● Task description:
Each record must reappear in the answer exactly as it is written.

--- Input records ---

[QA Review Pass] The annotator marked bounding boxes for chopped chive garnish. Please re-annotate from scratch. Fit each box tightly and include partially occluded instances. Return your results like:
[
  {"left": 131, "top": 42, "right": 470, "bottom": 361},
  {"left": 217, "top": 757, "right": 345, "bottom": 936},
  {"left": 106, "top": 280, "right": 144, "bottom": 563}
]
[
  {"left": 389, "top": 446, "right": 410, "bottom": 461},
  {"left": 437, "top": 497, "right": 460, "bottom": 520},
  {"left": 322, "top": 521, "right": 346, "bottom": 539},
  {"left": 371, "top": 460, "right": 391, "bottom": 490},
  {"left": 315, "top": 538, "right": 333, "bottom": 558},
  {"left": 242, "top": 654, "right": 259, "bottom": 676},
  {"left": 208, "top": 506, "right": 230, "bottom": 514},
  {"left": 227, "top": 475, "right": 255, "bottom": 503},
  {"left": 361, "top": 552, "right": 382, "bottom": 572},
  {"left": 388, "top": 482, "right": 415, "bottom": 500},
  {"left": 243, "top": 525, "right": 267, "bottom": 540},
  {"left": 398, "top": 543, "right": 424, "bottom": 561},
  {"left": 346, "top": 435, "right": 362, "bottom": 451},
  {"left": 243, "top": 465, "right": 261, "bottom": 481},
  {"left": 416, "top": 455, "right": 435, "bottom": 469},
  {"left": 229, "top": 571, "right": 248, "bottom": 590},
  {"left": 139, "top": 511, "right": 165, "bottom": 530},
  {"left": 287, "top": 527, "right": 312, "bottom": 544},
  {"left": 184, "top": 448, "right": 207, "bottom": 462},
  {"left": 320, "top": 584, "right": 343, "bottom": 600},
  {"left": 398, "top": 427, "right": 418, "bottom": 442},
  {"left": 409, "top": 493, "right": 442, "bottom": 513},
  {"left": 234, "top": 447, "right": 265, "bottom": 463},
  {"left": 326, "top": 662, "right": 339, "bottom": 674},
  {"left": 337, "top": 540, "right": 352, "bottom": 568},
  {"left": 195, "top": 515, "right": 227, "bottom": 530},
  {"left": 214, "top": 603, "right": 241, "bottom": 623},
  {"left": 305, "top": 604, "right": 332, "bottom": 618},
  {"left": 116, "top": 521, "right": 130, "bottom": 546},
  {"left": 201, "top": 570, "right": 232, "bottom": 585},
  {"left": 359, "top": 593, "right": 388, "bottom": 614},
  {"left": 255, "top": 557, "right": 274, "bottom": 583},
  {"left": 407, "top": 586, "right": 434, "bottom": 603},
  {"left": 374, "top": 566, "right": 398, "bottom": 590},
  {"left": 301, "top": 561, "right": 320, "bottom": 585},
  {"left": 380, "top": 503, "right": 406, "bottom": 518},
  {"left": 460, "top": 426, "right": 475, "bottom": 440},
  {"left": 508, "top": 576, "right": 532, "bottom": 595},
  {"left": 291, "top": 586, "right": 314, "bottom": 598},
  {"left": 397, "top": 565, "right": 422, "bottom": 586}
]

---

● Task response:
[QA Review Pass] The annotator marked bounding boxes for chopped chive garnish. Please re-annotate from scratch. Fit each box tightly and include partially occluded instances. Return your results like:
[
  {"left": 131, "top": 42, "right": 470, "bottom": 361},
  {"left": 217, "top": 757, "right": 345, "bottom": 936},
  {"left": 106, "top": 280, "right": 144, "bottom": 563}
]
[
  {"left": 389, "top": 446, "right": 410, "bottom": 461},
  {"left": 437, "top": 497, "right": 460, "bottom": 520},
  {"left": 322, "top": 521, "right": 346, "bottom": 539},
  {"left": 371, "top": 460, "right": 391, "bottom": 490},
  {"left": 315, "top": 538, "right": 333, "bottom": 558},
  {"left": 242, "top": 654, "right": 259, "bottom": 676},
  {"left": 208, "top": 506, "right": 230, "bottom": 514},
  {"left": 227, "top": 475, "right": 255, "bottom": 503},
  {"left": 361, "top": 552, "right": 382, "bottom": 572},
  {"left": 388, "top": 482, "right": 415, "bottom": 500},
  {"left": 243, "top": 525, "right": 267, "bottom": 540},
  {"left": 398, "top": 543, "right": 424, "bottom": 561},
  {"left": 346, "top": 435, "right": 362, "bottom": 451},
  {"left": 243, "top": 465, "right": 261, "bottom": 481},
  {"left": 416, "top": 455, "right": 435, "bottom": 469},
  {"left": 229, "top": 571, "right": 248, "bottom": 590},
  {"left": 139, "top": 511, "right": 165, "bottom": 530},
  {"left": 287, "top": 527, "right": 312, "bottom": 544},
  {"left": 184, "top": 448, "right": 207, "bottom": 462},
  {"left": 320, "top": 584, "right": 343, "bottom": 600},
  {"left": 398, "top": 427, "right": 418, "bottom": 442},
  {"left": 409, "top": 493, "right": 442, "bottom": 513},
  {"left": 234, "top": 447, "right": 265, "bottom": 463},
  {"left": 326, "top": 662, "right": 339, "bottom": 674},
  {"left": 337, "top": 540, "right": 352, "bottom": 568},
  {"left": 195, "top": 515, "right": 227, "bottom": 530},
  {"left": 214, "top": 603, "right": 241, "bottom": 623},
  {"left": 305, "top": 604, "right": 332, "bottom": 618},
  {"left": 116, "top": 521, "right": 130, "bottom": 546},
  {"left": 201, "top": 570, "right": 232, "bottom": 585},
  {"left": 359, "top": 593, "right": 388, "bottom": 614},
  {"left": 255, "top": 557, "right": 274, "bottom": 583},
  {"left": 407, "top": 586, "right": 434, "bottom": 603},
  {"left": 374, "top": 566, "right": 398, "bottom": 590},
  {"left": 301, "top": 561, "right": 320, "bottom": 585},
  {"left": 380, "top": 503, "right": 406, "bottom": 518},
  {"left": 460, "top": 426, "right": 475, "bottom": 440},
  {"left": 508, "top": 576, "right": 532, "bottom": 595},
  {"left": 291, "top": 586, "right": 314, "bottom": 598},
  {"left": 397, "top": 565, "right": 422, "bottom": 586}
]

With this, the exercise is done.